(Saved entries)
============================================================

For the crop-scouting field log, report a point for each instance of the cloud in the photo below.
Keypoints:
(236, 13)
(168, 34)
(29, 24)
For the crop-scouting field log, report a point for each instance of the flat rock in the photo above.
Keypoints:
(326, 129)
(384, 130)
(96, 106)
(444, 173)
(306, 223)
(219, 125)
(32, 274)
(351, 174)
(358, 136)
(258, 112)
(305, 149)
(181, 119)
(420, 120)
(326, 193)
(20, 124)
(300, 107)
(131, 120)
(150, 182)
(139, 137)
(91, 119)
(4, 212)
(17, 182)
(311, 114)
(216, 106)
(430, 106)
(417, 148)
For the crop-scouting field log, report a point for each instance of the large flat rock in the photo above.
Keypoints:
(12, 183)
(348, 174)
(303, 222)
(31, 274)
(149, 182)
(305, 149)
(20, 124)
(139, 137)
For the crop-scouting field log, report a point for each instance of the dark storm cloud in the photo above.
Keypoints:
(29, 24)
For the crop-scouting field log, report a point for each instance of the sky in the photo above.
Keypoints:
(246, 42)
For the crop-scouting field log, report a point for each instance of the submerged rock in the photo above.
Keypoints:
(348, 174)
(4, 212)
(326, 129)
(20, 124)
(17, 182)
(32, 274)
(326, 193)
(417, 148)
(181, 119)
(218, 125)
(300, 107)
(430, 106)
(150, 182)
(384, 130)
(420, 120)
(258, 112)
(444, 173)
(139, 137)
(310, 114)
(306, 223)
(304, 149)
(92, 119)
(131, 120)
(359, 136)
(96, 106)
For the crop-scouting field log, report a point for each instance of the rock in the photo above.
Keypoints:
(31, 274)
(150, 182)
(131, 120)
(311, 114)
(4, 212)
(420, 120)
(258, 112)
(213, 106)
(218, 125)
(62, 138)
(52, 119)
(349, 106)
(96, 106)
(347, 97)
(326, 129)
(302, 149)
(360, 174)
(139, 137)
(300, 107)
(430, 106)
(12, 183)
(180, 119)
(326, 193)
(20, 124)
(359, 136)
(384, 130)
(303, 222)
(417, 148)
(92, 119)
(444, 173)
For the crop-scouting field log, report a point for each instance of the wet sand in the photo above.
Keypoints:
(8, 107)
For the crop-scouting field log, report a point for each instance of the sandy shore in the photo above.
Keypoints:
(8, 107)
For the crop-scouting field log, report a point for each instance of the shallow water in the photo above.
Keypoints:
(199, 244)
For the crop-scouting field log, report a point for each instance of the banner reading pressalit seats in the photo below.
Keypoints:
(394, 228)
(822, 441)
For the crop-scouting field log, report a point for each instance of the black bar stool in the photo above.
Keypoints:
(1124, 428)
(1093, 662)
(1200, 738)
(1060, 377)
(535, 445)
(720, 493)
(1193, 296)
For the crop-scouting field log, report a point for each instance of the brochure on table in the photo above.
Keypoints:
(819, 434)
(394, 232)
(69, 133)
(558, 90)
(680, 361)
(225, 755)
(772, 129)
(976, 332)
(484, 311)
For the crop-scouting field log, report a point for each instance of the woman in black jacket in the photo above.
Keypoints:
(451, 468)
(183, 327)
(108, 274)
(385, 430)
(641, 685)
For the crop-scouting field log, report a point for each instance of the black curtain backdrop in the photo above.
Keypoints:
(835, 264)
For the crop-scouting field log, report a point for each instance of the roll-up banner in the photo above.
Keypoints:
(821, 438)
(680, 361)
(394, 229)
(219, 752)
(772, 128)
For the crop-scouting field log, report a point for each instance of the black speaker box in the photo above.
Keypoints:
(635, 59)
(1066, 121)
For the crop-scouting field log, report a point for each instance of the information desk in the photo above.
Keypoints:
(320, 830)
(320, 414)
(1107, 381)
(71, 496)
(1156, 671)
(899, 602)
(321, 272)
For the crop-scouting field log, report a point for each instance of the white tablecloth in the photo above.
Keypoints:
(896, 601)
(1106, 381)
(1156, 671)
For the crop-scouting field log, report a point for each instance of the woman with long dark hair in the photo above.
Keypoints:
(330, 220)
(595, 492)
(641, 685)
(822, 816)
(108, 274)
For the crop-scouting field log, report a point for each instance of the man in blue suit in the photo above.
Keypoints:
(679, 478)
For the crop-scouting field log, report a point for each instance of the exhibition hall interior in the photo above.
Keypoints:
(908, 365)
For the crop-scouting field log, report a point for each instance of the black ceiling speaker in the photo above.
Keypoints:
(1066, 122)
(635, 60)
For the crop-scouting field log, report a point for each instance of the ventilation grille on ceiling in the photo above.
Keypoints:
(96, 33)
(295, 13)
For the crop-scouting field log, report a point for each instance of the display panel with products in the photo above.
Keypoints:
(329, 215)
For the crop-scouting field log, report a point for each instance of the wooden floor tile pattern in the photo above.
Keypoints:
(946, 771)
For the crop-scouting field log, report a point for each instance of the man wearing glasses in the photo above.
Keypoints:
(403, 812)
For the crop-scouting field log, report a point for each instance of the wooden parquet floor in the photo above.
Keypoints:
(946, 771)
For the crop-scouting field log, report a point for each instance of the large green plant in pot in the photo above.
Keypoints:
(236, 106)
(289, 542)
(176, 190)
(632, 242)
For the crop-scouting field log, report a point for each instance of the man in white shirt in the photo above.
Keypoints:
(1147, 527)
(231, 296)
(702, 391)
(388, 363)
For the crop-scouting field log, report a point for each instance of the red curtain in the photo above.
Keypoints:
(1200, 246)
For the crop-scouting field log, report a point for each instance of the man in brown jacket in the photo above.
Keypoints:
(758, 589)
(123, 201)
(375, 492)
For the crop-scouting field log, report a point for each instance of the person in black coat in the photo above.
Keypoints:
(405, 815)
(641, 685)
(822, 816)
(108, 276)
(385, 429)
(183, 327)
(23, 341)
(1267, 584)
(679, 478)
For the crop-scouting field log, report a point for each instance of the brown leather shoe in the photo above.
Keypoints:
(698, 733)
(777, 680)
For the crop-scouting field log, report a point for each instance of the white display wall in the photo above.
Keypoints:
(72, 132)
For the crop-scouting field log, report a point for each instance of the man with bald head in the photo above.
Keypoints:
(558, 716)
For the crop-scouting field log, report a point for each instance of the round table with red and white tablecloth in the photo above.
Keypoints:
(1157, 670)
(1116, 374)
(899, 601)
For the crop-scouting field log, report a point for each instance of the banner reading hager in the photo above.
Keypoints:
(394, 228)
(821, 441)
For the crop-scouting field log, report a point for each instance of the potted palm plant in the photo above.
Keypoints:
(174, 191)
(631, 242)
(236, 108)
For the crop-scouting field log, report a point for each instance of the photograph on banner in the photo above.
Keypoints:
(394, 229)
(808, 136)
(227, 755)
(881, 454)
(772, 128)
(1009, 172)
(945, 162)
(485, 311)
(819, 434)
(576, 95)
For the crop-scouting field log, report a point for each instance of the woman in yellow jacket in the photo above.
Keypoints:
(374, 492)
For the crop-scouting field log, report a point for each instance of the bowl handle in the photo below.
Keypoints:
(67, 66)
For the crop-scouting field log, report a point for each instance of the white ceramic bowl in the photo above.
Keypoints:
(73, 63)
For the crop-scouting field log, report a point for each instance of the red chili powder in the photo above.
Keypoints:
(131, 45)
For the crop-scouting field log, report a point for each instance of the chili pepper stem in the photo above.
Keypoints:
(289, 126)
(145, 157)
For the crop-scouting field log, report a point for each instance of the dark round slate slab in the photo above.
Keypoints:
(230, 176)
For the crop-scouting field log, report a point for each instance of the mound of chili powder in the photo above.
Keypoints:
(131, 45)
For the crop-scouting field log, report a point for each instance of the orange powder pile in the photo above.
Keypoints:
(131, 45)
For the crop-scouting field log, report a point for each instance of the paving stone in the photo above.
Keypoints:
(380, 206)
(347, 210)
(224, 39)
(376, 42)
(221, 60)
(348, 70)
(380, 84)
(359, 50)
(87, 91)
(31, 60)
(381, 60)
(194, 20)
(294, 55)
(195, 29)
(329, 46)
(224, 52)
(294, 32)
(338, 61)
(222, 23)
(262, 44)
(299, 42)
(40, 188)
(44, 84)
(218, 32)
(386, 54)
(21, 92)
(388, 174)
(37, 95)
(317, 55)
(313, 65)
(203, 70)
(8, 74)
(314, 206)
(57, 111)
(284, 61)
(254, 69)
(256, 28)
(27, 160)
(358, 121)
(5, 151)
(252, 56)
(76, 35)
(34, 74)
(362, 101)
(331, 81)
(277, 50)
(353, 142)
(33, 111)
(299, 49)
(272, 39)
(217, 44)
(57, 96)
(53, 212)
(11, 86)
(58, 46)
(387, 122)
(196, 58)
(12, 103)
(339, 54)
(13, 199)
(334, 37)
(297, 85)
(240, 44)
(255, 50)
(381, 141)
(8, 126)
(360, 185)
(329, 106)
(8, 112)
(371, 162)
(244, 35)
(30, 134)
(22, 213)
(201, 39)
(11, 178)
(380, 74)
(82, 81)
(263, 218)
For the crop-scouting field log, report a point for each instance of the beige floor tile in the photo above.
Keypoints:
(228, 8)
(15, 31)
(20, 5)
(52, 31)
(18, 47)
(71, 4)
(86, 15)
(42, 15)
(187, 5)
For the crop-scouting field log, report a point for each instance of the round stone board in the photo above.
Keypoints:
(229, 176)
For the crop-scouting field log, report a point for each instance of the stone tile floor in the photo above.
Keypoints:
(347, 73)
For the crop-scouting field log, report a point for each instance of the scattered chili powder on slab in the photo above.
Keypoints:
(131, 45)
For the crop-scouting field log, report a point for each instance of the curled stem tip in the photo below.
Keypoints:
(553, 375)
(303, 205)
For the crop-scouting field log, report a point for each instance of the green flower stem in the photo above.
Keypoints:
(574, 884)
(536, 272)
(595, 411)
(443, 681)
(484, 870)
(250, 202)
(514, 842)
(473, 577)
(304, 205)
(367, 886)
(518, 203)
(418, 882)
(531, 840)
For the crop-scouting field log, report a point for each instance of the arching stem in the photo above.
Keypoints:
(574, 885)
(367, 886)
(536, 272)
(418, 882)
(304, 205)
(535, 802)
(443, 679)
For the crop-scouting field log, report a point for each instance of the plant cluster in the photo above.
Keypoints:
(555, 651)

============================================================

• _YOUR TASK_
Start at the first line of the entries and stop at the line with "the flat rock in the photo above.". Retype each of those lines exactly, both ends included.

• _RESPONSE TO THIS EXERCISE_
For the crop-scouting field log, report a point for each instance of the cloud in the photo below.
Keypoints:
(236, 13)
(168, 34)
(29, 24)
For the crop-scouting field log, report a point for each instance of the flat rock in the photo above.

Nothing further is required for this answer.